Written exercise -
Retype the complete listing exactly as it appears.

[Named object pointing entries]

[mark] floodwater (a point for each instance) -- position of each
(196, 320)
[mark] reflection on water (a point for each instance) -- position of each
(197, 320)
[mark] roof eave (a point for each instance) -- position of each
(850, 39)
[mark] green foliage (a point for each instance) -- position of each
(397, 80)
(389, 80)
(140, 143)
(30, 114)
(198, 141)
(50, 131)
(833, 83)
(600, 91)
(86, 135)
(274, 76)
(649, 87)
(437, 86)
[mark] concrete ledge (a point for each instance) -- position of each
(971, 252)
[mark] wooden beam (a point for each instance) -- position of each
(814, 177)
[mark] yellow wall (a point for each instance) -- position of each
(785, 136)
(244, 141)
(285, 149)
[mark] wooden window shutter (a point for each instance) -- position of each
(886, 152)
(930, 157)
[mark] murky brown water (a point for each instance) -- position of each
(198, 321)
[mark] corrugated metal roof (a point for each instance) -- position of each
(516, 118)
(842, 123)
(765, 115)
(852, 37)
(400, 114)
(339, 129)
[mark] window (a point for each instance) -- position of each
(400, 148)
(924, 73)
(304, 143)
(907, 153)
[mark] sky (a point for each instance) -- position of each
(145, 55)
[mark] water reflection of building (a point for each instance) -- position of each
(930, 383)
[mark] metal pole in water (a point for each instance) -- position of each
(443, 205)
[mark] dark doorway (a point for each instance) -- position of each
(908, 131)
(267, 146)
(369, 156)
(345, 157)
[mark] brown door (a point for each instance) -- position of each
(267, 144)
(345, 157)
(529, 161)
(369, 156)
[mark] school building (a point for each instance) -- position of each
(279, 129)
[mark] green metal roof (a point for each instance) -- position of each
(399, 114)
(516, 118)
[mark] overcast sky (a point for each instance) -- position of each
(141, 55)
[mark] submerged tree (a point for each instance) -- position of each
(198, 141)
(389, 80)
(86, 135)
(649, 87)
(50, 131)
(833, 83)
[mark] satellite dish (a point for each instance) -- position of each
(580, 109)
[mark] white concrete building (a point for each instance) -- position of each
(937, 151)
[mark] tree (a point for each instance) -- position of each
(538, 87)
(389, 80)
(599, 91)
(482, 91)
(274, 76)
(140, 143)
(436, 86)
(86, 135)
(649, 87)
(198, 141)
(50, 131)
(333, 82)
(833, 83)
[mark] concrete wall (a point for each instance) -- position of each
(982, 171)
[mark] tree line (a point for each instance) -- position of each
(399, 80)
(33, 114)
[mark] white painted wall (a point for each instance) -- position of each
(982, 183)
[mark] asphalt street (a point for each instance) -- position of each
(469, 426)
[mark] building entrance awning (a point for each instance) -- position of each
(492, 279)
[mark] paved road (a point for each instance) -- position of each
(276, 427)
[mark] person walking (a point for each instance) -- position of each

Full solution -
[mark] floodwater (a point for each instance) -- position of each
(196, 320)
[mark] reflection on water (a point for each instance) -- position of each
(197, 320)
[mark] roof eave (a point for each instance) -- position of each
(850, 39)
[mark] green foliage (a point for each instance) -- position of each
(397, 80)
(389, 80)
(140, 143)
(30, 114)
(198, 141)
(50, 131)
(833, 83)
(600, 91)
(86, 135)
(274, 76)
(649, 87)
(437, 86)
[mark] concrete ledge (a point for each instance) -- position of each
(971, 252)
[mark] wooden beam (a point for each instance) -- position of each
(814, 177)
[mark] yellow wall (a point for each instance) -- position of each
(785, 136)
(244, 141)
(285, 149)
[mark] wooden window shutter (a point for each instance) -- position of each
(886, 152)
(930, 157)
[mark] murky brown water (a point for each instance) -- position of each
(198, 321)
[mark] corrugated metal roof (a point for each instance) -- position of each
(516, 118)
(842, 123)
(765, 115)
(852, 37)
(400, 114)
(339, 129)
[mark] window (a point for each instance) -- position of each
(400, 148)
(924, 73)
(304, 143)
(907, 153)
[mark] sky (a point for each instance) -- position of each
(145, 55)
[mark] water reflection of building (a point for each instance) -- position of each
(930, 383)
[mark] metal pole in water (a point for each instance) -- position of each
(443, 205)
[mark] dark doorway (a point for each instance) -- position of each
(908, 131)
(267, 146)
(369, 156)
(345, 157)
[mark] brown door (a point for each instance) -- position of each
(267, 144)
(345, 157)
(529, 161)
(369, 156)
[mark] school building (a point for each instance) -- position of each
(279, 129)
[mark] green metal roof (a point for each instance) -- position of each
(399, 114)
(516, 118)
[mark] overcast sky (a point for each instance) -- position of each
(141, 55)
[mark] submerged tree (a point for each instance) -- position of each
(198, 141)
(389, 80)
(86, 135)
(649, 87)
(50, 131)
(833, 83)
[mark] satellite dish (a point for each instance) -- position of each
(580, 109)
[mark] white concrete building (a point for each instance) -- position of each
(937, 151)
[mark] tree (a point for each instance) -- position of each
(538, 87)
(389, 80)
(599, 91)
(482, 91)
(274, 76)
(140, 143)
(436, 86)
(86, 135)
(649, 87)
(198, 141)
(50, 131)
(333, 82)
(833, 83)
[mark] concrete wall (a point for each instance) -- position of each
(982, 171)
[mark] tree line (a point for each instance) -- position of each
(399, 80)
(33, 114)
[mark] white painted wall (a point for each instance) -- position of each
(982, 183)
[mark] asphalt street (a point for each instance) -- position of each
(469, 426)
[mark] building entrance awning (a point for each instance) -- position of each
(492, 279)
[mark] paved road (a point for each instance) -- position of each
(276, 427)
[mark] person walking (a point for each instance) -- position of each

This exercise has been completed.